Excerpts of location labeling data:
● ● ● ● ● ● ●

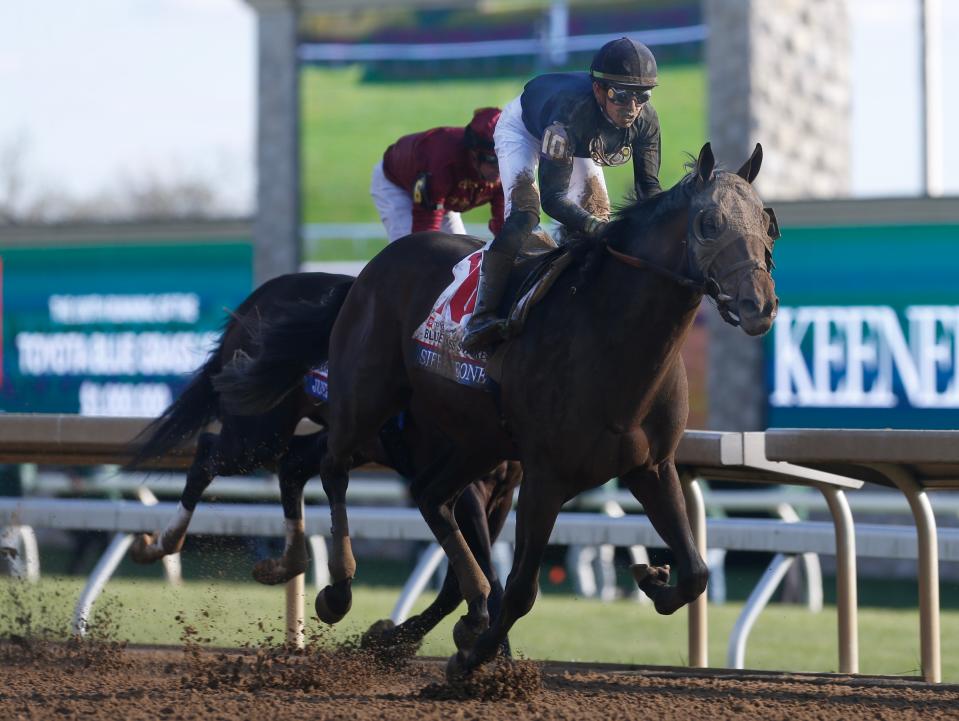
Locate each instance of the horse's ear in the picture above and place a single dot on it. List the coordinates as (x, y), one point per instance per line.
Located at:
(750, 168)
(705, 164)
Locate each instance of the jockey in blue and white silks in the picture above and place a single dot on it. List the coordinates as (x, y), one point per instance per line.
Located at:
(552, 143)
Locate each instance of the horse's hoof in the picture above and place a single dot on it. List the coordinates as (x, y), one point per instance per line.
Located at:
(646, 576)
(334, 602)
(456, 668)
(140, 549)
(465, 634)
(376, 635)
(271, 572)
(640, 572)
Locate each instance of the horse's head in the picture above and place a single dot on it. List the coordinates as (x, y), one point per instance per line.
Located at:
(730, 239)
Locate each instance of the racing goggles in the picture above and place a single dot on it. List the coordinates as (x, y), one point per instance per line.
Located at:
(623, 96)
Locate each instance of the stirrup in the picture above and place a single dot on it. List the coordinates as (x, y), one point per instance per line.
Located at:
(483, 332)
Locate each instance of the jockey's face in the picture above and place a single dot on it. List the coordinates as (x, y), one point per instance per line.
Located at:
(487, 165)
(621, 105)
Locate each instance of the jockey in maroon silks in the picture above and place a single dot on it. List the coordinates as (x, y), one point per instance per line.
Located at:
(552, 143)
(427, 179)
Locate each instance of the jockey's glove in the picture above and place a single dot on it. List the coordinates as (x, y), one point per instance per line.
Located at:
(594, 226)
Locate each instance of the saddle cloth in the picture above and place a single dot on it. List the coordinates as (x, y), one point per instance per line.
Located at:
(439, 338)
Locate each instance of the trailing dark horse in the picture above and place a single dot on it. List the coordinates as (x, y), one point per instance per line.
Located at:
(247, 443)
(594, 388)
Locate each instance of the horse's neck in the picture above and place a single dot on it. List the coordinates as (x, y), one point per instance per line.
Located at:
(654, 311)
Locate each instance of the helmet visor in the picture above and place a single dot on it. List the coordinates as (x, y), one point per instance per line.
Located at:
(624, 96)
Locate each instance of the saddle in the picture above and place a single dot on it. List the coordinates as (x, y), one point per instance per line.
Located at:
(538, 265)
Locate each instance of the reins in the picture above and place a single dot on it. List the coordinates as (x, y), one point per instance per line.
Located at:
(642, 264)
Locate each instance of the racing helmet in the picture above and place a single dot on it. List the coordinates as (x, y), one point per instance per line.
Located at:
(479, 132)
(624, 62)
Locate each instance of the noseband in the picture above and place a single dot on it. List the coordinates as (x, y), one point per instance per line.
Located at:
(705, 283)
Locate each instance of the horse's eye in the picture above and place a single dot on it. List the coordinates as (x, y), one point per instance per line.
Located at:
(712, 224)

● ● ● ● ● ● ●

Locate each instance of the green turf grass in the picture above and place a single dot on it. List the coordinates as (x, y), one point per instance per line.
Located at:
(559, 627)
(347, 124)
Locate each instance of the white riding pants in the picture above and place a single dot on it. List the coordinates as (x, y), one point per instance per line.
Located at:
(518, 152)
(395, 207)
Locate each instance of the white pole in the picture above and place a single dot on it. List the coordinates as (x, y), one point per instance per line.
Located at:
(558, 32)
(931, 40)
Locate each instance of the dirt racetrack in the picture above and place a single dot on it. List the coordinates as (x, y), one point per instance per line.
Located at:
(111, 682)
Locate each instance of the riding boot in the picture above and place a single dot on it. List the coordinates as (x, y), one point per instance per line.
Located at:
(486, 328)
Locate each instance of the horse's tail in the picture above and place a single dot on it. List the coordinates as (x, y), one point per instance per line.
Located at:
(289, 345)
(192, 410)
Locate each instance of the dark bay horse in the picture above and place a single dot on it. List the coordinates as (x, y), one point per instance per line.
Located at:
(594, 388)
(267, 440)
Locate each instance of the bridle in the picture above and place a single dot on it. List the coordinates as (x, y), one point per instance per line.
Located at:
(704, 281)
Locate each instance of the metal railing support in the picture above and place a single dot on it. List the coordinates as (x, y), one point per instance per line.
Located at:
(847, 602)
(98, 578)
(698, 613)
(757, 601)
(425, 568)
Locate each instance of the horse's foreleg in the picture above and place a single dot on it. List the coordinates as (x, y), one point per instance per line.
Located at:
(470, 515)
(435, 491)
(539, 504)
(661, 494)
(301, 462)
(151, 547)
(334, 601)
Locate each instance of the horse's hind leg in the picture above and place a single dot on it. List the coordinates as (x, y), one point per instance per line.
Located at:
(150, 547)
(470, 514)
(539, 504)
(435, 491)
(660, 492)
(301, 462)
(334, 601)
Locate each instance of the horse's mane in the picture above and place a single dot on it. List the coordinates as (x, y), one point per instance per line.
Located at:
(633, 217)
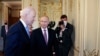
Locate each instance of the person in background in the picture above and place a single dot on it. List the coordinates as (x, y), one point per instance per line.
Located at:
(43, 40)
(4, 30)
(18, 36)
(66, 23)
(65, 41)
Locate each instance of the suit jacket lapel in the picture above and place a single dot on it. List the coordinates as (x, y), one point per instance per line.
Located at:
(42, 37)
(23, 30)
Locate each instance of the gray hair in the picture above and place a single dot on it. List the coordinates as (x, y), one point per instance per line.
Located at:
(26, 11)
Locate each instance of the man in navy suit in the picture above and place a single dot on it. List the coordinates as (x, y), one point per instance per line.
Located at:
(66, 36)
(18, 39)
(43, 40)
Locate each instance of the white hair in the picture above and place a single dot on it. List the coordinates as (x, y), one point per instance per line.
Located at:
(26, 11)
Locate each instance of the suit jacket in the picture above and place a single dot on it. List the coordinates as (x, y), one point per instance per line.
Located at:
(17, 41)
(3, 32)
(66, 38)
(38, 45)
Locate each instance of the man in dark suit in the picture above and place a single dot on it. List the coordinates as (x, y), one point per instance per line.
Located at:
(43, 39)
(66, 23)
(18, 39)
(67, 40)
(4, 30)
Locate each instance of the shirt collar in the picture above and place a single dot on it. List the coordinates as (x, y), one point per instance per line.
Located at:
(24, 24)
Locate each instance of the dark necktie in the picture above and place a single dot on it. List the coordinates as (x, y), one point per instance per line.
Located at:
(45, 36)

● ● ● ● ● ● ●

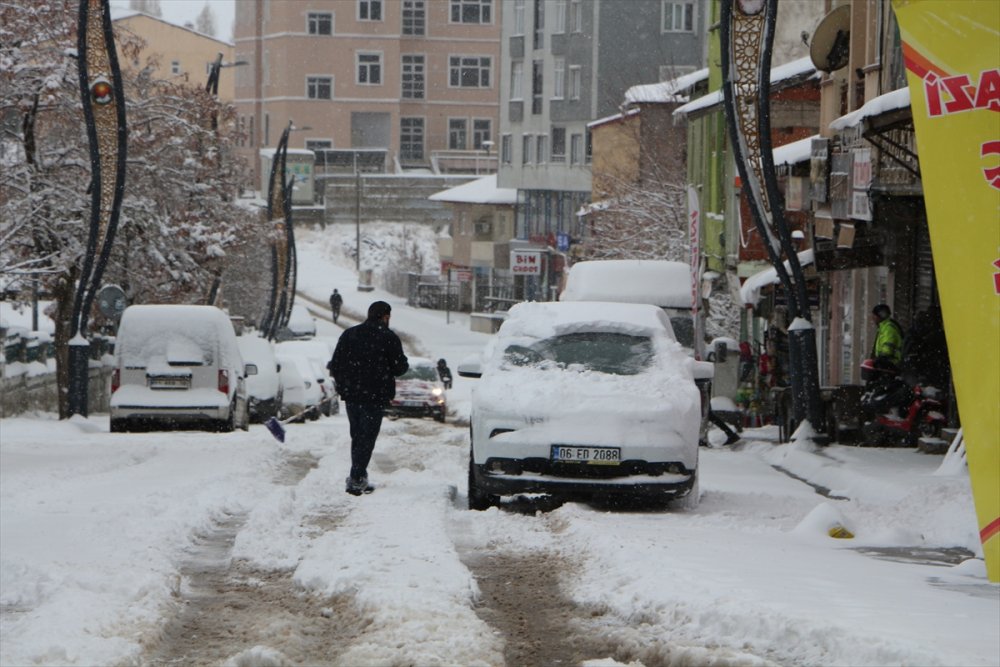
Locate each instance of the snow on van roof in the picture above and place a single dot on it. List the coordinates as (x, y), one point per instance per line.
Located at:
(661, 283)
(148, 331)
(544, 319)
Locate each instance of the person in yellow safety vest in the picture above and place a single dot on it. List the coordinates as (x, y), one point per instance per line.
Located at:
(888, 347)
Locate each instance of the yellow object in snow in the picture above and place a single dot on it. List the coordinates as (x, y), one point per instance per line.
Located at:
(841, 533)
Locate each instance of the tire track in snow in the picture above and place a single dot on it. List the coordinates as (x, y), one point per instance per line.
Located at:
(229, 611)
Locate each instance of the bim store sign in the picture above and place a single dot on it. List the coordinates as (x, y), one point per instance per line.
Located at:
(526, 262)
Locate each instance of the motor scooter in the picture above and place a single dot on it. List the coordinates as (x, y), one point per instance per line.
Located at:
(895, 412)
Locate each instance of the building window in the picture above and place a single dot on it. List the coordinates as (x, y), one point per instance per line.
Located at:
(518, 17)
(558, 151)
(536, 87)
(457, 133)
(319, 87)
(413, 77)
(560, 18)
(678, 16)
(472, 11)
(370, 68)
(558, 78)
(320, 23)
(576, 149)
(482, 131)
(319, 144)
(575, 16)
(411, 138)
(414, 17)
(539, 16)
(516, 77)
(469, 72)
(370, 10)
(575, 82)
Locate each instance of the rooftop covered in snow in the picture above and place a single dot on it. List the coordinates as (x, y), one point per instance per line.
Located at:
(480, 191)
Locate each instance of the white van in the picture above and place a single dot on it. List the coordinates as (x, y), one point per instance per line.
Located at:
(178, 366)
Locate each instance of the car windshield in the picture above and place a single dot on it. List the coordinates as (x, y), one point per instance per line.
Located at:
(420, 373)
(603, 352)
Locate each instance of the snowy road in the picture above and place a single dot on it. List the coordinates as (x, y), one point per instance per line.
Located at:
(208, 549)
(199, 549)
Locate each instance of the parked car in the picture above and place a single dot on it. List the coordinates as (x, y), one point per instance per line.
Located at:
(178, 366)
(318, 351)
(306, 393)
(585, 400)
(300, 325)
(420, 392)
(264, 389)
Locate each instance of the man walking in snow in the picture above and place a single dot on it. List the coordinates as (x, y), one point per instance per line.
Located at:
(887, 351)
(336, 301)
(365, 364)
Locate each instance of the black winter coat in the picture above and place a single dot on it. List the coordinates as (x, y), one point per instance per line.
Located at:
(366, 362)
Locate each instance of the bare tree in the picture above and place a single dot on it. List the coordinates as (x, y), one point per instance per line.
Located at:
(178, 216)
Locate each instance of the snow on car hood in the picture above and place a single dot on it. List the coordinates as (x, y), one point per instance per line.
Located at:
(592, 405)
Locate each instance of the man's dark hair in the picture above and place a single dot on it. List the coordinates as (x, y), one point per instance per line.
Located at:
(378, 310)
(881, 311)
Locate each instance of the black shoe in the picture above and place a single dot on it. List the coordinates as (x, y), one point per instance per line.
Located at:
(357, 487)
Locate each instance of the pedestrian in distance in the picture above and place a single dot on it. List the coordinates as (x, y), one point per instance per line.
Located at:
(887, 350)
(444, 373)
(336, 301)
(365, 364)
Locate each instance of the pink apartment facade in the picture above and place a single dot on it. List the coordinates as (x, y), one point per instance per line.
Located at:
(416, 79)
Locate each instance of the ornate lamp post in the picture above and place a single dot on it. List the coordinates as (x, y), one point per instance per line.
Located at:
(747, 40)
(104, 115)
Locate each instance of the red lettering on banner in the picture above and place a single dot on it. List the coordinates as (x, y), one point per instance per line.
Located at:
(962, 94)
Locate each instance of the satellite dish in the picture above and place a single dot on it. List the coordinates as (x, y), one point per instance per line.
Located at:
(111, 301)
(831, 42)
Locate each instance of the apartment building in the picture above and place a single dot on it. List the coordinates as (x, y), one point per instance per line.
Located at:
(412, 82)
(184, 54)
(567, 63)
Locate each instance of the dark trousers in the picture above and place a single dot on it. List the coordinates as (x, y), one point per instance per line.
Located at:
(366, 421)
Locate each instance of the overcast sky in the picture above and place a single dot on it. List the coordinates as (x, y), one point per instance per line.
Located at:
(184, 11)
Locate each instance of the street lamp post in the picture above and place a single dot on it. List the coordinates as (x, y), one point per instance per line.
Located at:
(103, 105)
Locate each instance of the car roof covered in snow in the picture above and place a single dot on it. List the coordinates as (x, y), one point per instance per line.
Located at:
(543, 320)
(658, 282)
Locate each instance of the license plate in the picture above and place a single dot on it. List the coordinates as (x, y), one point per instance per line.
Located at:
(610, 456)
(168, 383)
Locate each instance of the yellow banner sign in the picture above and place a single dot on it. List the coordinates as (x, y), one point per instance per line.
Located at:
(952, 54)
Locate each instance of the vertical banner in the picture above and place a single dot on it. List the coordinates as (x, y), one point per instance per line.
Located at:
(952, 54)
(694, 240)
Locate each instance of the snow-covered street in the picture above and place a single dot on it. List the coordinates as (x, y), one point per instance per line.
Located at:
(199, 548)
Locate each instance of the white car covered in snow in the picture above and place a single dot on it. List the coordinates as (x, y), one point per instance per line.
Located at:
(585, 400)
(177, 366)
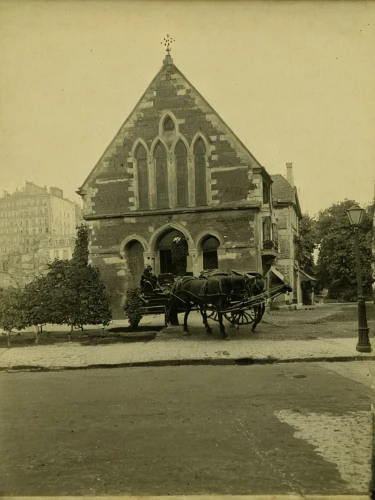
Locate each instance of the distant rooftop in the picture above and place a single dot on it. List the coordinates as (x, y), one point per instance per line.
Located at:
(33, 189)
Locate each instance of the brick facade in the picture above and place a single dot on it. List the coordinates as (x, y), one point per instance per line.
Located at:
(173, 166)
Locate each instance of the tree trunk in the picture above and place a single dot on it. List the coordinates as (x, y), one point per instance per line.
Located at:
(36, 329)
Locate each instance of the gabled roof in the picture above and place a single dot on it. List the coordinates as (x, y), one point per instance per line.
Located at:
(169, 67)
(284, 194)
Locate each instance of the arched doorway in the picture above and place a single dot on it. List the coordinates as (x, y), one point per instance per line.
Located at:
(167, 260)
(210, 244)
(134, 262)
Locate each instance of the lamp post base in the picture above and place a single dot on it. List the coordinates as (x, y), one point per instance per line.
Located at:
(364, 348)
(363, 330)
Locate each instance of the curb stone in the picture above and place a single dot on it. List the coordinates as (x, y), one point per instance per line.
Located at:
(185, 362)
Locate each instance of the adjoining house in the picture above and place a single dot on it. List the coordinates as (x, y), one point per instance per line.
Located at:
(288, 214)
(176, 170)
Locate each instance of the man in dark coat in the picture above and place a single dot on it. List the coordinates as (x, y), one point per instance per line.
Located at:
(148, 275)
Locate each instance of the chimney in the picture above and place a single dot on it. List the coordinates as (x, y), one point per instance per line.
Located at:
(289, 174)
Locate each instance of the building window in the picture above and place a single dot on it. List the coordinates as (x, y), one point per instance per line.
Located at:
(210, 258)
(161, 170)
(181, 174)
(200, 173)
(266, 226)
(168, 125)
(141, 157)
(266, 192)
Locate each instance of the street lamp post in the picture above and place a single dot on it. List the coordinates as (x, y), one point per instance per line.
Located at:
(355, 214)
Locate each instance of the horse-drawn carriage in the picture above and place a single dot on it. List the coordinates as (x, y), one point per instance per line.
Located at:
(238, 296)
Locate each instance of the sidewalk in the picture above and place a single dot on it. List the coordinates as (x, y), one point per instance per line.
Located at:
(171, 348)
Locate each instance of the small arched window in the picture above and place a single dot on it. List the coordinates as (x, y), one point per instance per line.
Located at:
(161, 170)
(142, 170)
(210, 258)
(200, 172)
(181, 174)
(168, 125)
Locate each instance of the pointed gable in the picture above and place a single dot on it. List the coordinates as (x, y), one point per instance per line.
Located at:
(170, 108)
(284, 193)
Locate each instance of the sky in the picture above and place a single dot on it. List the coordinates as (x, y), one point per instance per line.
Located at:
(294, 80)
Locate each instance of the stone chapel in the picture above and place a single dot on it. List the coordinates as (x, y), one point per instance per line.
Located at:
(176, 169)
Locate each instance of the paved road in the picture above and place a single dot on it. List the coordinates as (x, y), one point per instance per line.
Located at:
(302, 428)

● ● ● ● ● ● ●

WHAT IS ASKED:
Tally the lines in the items above that contain the string "coat", treating uppercase and lowercase as different. Give only the number.

RESPONSE:
2